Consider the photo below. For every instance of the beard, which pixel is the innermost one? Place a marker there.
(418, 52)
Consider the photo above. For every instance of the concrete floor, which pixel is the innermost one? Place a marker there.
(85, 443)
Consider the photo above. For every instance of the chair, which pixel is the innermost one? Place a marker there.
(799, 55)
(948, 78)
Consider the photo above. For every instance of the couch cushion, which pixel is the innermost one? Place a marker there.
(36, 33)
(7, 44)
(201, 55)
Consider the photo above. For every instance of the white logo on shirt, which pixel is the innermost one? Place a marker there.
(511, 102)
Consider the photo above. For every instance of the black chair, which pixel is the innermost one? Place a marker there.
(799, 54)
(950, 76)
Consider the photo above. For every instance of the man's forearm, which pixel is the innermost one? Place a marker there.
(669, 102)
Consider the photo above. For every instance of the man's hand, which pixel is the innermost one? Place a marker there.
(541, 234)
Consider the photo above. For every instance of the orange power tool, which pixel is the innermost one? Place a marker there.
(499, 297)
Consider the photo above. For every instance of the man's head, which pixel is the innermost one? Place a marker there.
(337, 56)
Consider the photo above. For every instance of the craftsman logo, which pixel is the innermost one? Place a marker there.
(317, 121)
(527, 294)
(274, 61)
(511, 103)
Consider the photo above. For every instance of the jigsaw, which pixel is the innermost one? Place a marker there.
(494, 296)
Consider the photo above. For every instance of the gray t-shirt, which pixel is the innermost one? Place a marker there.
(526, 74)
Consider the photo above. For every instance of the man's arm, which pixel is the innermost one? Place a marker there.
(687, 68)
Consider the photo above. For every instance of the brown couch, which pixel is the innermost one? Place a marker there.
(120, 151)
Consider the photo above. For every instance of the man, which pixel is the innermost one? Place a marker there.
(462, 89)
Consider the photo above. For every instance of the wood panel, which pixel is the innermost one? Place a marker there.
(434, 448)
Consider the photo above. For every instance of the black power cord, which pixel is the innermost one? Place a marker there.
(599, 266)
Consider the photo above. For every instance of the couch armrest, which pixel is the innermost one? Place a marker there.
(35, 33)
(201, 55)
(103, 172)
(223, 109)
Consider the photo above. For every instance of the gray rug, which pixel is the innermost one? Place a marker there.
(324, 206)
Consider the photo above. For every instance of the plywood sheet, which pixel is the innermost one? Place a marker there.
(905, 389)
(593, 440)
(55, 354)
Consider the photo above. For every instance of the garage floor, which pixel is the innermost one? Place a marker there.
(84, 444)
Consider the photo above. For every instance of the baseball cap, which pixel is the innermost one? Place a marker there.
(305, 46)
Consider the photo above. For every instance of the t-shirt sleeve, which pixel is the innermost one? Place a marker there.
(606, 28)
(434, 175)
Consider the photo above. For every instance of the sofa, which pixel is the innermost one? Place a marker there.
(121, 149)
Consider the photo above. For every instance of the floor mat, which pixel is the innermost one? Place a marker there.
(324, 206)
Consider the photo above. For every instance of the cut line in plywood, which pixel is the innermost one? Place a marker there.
========
### Work task
Write out the whole listing exactly.

### Exercise answer
Consider the photo below. For every instance of the beard, which pixel is the innermost one? Place a marker there.
(418, 52)
Consider the photo above. For every instance of the concrete floor, which pixel is the innermost one? Place a marker there.
(85, 443)
Consider the photo above. For every instance of the chair, which pixel is the innermost one? Place a marker there.
(799, 55)
(948, 78)
Consider the photo above. For every instance of the couch cushion, which pixel is the innermost one? Place a marker there.
(36, 33)
(7, 44)
(201, 55)
Consider the photo above. For every instance of the white logo on shirt, which pixel is the innermost one? Place a marker there.
(511, 102)
Consider the photo above. For every instance of the black chair, which pixel is the innermost one? Place a marker there.
(799, 54)
(950, 76)
Consider the photo above. For every instance of the man's forearm, which pixel is the innermost one? Place a marker there.
(669, 102)
Consider the photo above. For every instance of the man's hand, which pixel is the innermost one? Place a marker there.
(541, 234)
Consider the photo above. For every instance of the orange power tool, which pixel is the innermost one? Place a marker there.
(499, 297)
Consider the photo above. For every instance of the man's head, which pixel is the innermost one? Place a marker there.
(337, 56)
Consider the photo above. For every instance of the craftsman logo, which pixel is the innermost one? Place a marker there.
(317, 121)
(527, 294)
(274, 61)
(511, 103)
Consider the photo above. For every instance of the jigsaw, which pixel is the innermost one? Place a marker there.
(494, 296)
Consider the photo above. For every instance of the gray t-shirt, which pixel is the innermost one? Place a marker there.
(526, 74)
Consider the photo above. For every instance of the man's arm, which pixel is the innermost one? Place a marker there.
(687, 68)
Consider the photo above. For every instance of the brown couch, which pixel is the innermost one? Place a marker there.
(120, 151)
Consider the photo above. For every instance of the man, which pixel is the innermost one? Place a marker there.
(462, 89)
Consider the photo above. For every instance of the wood panel, which pixel is the innermost one? Place a marker there.
(434, 448)
Consider the photo above. For every instance of the black power cord, which pixel is the innermost one? Place a marker there.
(599, 266)
Consider the photo above. For every instance of the couch armrest, which pixel is the innermost one? Place a marker there.
(35, 33)
(201, 55)
(103, 172)
(223, 109)
Consider the photo above. For every instance of the gray rug, which pixel is the innermost one? Place a marker there.
(324, 206)
Consider the photo above. For every instance of the plywood sheet, which pixel is the innermost one? Place a marker there.
(905, 389)
(593, 440)
(55, 354)
Consider the photo above. For every instance of the garage floor, which pixel is the innermost one? Place a marker there.
(84, 444)
Consider the photo above. For every instance of the baseball cap, which pixel is the innermost one? Place a marker there.
(305, 46)
Consider the photo above. For every instance of the t-shirt sleeve, which pixel is the innermost one? Place a marker there.
(606, 28)
(434, 175)
Consider the photo above. For every instance of the sofa, which pixel is the innermost one? Place a marker there.
(121, 149)
Consider the photo above. For every instance of the floor mat, which pixel is the innermost one? Place a marker there.
(324, 206)
Consider the photo above. For every instance of the cut line in plywood, which pixel is the innermost one? Place a marker there.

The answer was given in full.